Problem details
Format the stretch of the data below, from the line containing "Task: determine whether any gravel" through the line containing "[285, 606, 334, 633]", as a Markdown table with the columns Row and Line. Number each line in order and leave out any blank lines.

Data entries
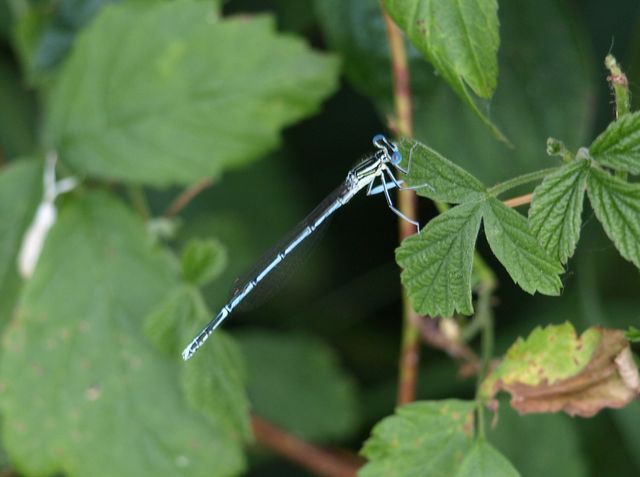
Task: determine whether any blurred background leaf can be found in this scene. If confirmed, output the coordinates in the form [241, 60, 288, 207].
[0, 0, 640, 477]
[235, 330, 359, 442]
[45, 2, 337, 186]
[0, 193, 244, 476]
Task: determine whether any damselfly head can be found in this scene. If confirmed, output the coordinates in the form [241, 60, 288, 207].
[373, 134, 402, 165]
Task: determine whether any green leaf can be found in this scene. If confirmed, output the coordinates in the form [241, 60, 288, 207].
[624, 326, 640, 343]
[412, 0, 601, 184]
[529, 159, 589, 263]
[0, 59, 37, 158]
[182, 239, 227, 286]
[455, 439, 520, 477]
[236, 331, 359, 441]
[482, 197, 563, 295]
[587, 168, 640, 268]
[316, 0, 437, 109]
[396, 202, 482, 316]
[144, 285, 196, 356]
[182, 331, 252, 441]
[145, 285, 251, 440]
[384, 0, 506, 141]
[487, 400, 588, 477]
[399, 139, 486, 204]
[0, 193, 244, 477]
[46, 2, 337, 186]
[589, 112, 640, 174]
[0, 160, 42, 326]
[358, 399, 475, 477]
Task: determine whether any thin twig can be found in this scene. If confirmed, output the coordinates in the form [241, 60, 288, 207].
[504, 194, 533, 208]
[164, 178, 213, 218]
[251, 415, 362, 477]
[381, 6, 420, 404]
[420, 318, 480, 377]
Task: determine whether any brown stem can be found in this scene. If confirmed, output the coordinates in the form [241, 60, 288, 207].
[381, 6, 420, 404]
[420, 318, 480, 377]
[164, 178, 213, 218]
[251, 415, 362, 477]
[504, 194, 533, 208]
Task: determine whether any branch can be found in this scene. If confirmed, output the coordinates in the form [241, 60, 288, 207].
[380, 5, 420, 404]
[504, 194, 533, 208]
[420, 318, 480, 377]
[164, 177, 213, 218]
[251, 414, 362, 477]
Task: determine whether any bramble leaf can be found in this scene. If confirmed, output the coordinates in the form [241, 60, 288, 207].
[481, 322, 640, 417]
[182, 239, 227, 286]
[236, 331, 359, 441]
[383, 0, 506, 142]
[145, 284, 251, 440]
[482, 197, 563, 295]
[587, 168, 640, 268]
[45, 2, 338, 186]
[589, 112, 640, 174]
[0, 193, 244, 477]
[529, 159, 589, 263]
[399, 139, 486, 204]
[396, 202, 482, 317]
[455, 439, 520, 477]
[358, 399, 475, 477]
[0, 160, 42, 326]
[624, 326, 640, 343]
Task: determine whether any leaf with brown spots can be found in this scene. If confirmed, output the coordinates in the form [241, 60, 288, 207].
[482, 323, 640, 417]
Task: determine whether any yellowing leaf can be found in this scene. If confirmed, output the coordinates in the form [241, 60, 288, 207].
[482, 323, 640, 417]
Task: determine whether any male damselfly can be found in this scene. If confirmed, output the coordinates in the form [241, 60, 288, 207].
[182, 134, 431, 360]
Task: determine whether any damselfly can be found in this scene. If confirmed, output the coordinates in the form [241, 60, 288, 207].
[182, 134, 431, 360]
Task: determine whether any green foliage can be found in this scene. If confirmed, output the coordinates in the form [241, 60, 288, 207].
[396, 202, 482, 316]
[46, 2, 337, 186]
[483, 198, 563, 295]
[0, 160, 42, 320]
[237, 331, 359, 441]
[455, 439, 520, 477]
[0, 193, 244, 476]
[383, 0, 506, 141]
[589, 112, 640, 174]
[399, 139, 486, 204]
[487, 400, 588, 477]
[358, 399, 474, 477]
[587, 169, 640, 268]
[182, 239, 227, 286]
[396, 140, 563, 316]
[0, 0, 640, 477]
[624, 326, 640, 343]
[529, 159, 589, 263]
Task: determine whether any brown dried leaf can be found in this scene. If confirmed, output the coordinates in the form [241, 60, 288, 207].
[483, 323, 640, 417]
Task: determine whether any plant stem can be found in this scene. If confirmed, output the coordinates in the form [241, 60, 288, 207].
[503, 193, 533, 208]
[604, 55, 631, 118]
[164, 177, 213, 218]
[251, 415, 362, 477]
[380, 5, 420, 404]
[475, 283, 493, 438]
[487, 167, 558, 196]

* * *

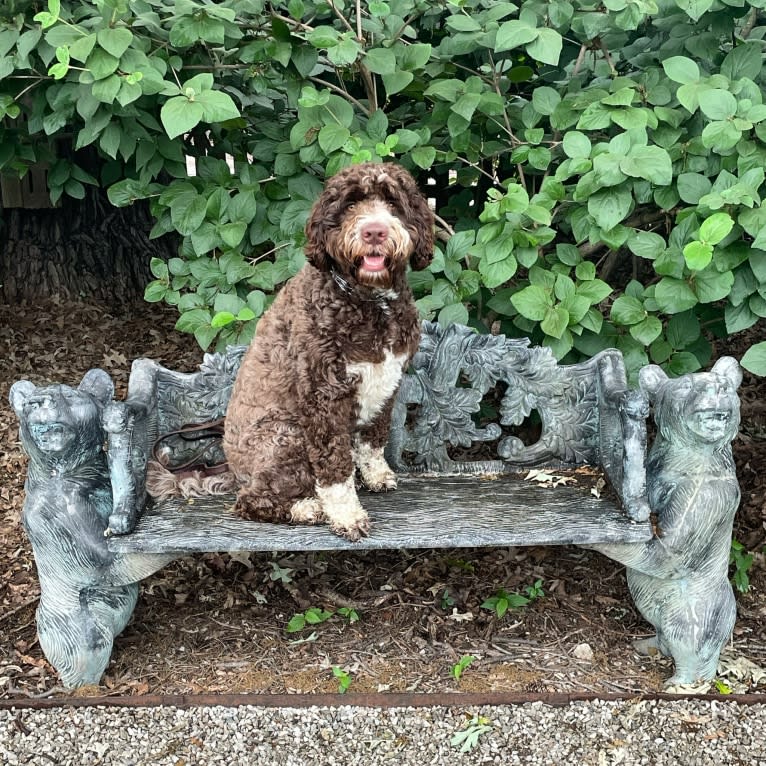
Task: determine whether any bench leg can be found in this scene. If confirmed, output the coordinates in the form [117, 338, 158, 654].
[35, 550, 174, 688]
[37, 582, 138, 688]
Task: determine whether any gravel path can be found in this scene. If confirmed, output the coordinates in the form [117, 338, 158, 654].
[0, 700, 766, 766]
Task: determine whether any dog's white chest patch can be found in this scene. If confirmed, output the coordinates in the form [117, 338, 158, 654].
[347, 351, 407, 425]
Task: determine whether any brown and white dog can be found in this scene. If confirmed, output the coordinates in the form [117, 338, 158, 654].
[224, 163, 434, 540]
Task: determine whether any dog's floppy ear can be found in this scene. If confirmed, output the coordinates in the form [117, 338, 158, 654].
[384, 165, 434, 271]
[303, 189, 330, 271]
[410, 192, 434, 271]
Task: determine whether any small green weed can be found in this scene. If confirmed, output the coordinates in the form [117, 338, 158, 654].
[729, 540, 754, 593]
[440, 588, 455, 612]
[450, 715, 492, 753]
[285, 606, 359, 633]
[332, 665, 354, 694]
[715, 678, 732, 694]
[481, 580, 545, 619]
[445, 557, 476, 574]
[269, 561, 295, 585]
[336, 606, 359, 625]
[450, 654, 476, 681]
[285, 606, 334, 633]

Answer to the exercise
| Row | Line |
|---|---|
| 1 | Task: determine whether any gravel path can be found in this scene. If confirmed, output the coordinates in the form [117, 338, 158, 654]. |
| 2 | [0, 700, 766, 766] |
| 3 | Task: determine whether any dog's white chest patch can be found in this scene. If confirmed, output the coordinates in the form [117, 338, 158, 654]. |
| 4 | [347, 351, 407, 425] |
| 5 | Task: determine whether any brown and white dog can be found in this scene. If confirmed, output the coordinates in the form [117, 338, 158, 654]. |
| 6 | [224, 163, 434, 540] |
| 7 | Task: determine whether any dog's floppy ear can be found in this scene. If confirmed, output the coordinates in the form [117, 338, 158, 654]. |
| 8 | [384, 165, 434, 271] |
| 9 | [303, 189, 330, 271] |
| 10 | [410, 192, 434, 271] |
| 11 | Task: determine whether any small green weed can be found in this scene. If confirmed, output the coordinates in the form [117, 338, 158, 654]. |
| 12 | [729, 540, 754, 593] |
| 13 | [440, 588, 455, 612] |
| 14 | [450, 715, 492, 753] |
| 15 | [285, 606, 359, 633] |
| 16 | [332, 665, 354, 694] |
| 17 | [715, 678, 732, 694] |
| 18 | [481, 580, 545, 619] |
| 19 | [445, 557, 476, 574] |
| 20 | [269, 561, 295, 585] |
| 21 | [336, 606, 359, 625] |
| 22 | [450, 654, 476, 681] |
| 23 | [285, 606, 334, 633] |